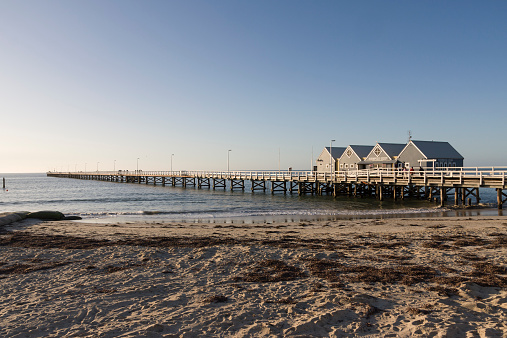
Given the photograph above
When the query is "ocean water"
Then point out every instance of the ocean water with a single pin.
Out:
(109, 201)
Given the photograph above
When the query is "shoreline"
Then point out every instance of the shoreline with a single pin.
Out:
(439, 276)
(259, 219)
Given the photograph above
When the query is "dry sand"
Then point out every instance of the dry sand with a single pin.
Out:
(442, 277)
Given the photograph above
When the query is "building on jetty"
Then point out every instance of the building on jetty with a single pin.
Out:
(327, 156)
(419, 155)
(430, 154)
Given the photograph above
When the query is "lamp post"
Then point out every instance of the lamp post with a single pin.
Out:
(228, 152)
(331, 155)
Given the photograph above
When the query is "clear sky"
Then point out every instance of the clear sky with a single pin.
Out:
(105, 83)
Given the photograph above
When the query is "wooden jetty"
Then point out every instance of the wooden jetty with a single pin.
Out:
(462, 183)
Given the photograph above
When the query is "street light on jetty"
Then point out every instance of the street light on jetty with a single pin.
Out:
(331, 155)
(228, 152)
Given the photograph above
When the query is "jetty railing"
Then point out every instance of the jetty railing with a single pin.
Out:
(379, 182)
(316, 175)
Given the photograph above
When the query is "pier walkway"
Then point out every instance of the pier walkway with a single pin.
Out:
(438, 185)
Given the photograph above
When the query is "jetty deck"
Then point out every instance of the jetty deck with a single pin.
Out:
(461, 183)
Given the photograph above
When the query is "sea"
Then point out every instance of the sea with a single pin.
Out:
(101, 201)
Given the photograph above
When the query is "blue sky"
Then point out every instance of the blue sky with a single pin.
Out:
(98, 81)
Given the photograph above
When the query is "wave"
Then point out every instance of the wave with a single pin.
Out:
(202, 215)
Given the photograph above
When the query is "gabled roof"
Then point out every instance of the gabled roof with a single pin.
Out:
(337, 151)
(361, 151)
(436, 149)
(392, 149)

Exercise goal
Pictures appear in the records above. Output everything except them, exactly.

Exercise answer
Given the photograph above
When the query is "ocean water"
Then point out every instance of the ocean water with a single pin.
Out:
(109, 201)
Given the photograph above
When the query is "shoreline"
Then point out every instance of the shoreline with a single pin.
Out:
(439, 276)
(259, 219)
Given the photograph above
When the query is "dry sand"
Then point out every instance of the dry sand with a single pin.
Out:
(442, 277)
Given the photograph above
When the query is "building on jetty"
Then point out every instance of the building on jetty with a single pin.
Out:
(327, 156)
(419, 155)
(430, 154)
Given the photograph above
When the query is "lamp post"
Then point out every instance of the lamp post with a single pin.
Out:
(228, 152)
(331, 155)
Given the photograph above
When the query is "clear sky"
Then point out every instance of the clear sky with a single pin.
Out:
(105, 83)
Given the photograph above
When the query is "wooden jetty"
Then point out every instance of the wooden jetty with a single pin.
Out:
(462, 183)
Given the photograph above
When the query is "street light on jetty"
Then point out every instance of the street light on jetty with a single pin.
Out:
(331, 155)
(228, 152)
Given the photograph above
When the query is "jetty railing"
Then point out every instance of the jetty railing with a single pin.
Out:
(379, 182)
(316, 175)
Given the photograph above
When the query is "pier walkway"
Then point out every instance of the pier walkway with a single pin.
Out:
(438, 185)
Given the photograph above
When the query is "jetty deck"
Then point out every instance of the jetty deck with a single pin.
Out:
(461, 183)
Given the photograph above
When the query is "sea"
Then point out every instance of the sea with a single pin.
Out:
(101, 201)
Given the photograph above
When the query is "blue sky"
Then point out every instance of the blue sky with a single pin.
Out:
(98, 81)
Given the photograph above
When the query is "wave"
Then point out every instance of the wave with a single pin.
Out:
(202, 215)
Given the photograph above
When the query is "gabled roof"
Then point out every instance of the gabled roof with a single pin.
Out:
(337, 151)
(361, 151)
(436, 149)
(392, 149)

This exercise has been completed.